■ **Material**:
-=-=-
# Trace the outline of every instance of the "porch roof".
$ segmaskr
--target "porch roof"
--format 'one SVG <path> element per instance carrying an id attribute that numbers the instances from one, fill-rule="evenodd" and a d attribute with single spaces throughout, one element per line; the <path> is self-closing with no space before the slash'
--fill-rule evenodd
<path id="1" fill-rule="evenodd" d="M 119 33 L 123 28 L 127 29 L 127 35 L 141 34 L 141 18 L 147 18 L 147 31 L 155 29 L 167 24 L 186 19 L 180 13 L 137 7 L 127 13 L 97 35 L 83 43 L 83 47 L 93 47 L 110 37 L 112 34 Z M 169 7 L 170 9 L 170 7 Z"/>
-=-=-
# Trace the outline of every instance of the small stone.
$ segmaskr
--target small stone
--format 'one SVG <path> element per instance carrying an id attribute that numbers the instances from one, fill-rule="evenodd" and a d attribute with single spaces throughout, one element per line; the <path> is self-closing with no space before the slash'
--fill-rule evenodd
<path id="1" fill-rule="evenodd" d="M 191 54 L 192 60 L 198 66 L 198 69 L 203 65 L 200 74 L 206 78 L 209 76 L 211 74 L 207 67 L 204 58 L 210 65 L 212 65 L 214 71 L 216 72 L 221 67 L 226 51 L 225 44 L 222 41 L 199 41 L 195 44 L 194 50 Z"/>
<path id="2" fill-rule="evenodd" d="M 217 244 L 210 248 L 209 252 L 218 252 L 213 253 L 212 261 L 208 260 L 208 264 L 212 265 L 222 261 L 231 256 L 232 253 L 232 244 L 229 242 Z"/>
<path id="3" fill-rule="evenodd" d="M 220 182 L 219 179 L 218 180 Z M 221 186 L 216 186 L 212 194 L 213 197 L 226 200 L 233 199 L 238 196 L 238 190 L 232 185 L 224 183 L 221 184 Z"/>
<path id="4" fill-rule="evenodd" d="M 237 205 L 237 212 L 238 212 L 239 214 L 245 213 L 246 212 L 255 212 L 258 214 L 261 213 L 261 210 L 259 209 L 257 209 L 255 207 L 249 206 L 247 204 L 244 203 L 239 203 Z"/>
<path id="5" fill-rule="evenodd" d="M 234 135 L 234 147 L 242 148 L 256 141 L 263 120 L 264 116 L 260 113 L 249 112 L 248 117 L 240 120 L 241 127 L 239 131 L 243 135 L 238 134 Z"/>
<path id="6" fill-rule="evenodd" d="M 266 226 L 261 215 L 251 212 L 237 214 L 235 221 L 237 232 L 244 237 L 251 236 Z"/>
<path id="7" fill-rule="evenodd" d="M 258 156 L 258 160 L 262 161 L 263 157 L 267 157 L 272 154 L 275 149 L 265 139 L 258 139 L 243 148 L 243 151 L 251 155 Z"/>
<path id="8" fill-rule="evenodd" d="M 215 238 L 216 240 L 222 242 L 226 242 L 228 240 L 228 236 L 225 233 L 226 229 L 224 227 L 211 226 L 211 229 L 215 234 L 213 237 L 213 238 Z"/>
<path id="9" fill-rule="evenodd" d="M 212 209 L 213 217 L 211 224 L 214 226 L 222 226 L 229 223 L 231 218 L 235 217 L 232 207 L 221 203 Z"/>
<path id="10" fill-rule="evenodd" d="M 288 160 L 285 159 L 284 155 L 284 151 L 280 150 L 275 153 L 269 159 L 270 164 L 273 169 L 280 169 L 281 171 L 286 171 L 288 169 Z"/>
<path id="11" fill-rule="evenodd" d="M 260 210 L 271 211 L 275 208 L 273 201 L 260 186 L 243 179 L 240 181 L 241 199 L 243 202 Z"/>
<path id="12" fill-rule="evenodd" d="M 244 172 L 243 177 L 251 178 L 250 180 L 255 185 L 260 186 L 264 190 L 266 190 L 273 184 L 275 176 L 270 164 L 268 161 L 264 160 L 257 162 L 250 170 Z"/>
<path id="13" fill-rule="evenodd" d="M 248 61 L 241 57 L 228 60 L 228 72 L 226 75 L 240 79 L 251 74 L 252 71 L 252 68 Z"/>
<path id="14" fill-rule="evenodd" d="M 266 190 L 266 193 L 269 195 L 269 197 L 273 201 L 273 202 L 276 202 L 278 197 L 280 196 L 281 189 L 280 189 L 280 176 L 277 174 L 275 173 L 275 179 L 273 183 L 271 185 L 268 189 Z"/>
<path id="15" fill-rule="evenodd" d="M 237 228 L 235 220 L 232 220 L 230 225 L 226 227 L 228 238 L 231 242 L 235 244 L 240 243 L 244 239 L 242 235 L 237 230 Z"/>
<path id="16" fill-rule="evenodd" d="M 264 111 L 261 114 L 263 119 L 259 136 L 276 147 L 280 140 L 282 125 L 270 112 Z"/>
-=-=-
■ **Exercise aim**: Arrange the part of the records that opens with the line containing "# Trace the outline of every instance of the small" and closes with the line containing "191 54 L 192" as a Markdown table with the columns Row and Line. Number each row and leave out any blank lines.

■ **Reply**:
| Row | Line |
|---|---|
| 1 | # Trace the outline of every instance of the small stone. |
| 2 | $ segmaskr |
| 3 | --target small stone |
| 4 | --format 'one SVG <path> element per instance carrying an id attribute that numbers the instances from one, fill-rule="evenodd" and a d attribute with single spaces throughout, one element per line; the <path> is self-closing with no space before the slash' |
| 5 | --fill-rule evenodd |
| 6 | <path id="1" fill-rule="evenodd" d="M 191 54 L 192 60 L 198 66 L 198 69 L 203 65 L 200 74 L 206 78 L 209 76 L 211 74 L 207 67 L 204 58 L 210 65 L 212 65 L 214 71 L 216 72 L 221 67 L 226 51 L 225 44 L 222 41 L 199 41 L 195 44 L 194 50 Z"/> |